> **ASSIGNED TASK**
Word for word, print each record, dropping any image it holds.

> **AVAILABLE RECORDS**
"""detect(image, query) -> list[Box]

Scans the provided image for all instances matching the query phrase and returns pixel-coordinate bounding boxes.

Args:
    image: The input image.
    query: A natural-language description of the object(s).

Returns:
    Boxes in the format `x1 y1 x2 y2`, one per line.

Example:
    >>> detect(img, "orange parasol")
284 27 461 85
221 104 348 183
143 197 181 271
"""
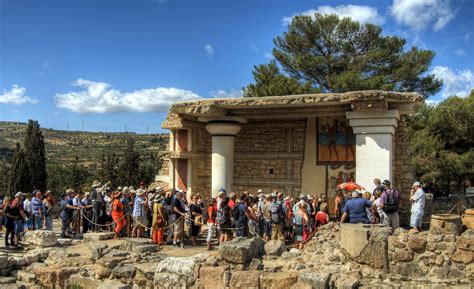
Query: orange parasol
337 182 365 191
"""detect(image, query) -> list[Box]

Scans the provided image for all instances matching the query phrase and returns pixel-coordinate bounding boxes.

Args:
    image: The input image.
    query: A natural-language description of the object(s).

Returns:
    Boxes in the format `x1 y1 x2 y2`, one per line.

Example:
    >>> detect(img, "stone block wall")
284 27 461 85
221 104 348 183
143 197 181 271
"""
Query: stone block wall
190 119 306 199
393 116 414 226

> **TASK SOLUTION**
"""detect(image, query) -> list[Box]

Scans the provided image for all instances matching the query phrase and returns pixel-coordinate bounding boxes.

Args:
    image: The input image.
    query: A natural-language description of the object(s).

Returns:
    Boxes in the format `x1 y1 x2 y2`, one per line.

Example:
    >>> detect(img, "orange parasol")
284 27 461 85
221 104 348 183
143 197 181 271
"""
Query: orange parasol
337 182 365 191
"""detect(image, query) -> list[Box]

Scans the provided image for all instances matching the query phrase and returns pixel-coordinate bounding boxes.

Args:
    image: The input image.
    query: A natural-language description of the object(s).

Returns:
    Boxes in the format `x1 y1 x2 y2`, one per line.

Example:
    >>> detect(img, "stone block wall")
284 27 461 85
221 104 348 183
143 197 181 271
"""
Query: stone block wall
190 119 306 199
393 116 414 226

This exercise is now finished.